Raw records
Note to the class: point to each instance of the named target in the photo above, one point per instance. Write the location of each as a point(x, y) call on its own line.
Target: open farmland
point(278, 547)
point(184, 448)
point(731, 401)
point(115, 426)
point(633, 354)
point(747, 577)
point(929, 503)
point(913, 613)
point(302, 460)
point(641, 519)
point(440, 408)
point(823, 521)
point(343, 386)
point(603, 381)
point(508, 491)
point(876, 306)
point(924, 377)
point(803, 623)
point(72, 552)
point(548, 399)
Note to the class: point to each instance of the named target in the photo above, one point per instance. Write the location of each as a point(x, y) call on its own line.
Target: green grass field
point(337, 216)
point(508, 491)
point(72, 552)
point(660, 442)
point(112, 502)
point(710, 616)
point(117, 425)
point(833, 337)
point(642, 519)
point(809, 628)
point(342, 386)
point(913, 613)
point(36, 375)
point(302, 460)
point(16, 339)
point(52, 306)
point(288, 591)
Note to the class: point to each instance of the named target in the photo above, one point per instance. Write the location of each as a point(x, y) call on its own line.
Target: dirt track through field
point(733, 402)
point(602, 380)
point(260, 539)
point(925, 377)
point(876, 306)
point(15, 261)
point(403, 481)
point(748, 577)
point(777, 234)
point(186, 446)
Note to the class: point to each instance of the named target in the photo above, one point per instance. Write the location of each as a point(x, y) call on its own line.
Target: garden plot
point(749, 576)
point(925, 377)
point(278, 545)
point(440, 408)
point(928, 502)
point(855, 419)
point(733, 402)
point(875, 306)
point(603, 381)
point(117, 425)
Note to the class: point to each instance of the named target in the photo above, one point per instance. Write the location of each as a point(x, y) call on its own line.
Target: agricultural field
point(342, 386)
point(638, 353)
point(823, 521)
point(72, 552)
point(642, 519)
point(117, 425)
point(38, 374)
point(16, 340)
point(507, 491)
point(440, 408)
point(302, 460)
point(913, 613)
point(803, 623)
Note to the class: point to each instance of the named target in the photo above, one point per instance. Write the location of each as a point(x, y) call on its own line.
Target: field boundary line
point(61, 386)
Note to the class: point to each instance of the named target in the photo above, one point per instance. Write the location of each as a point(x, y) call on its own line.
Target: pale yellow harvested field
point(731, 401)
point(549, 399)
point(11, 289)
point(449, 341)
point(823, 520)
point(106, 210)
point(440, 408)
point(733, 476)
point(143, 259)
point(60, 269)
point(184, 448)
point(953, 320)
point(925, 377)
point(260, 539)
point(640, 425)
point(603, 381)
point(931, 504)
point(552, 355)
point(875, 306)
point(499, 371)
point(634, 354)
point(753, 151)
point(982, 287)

### What you need to do
List each line in the items above that contains the string "field".

### Solution below
Target: green grass field
Target: dirt track through field
Target: agricultural field
Target: field boundary line
Target: pale yellow harvested field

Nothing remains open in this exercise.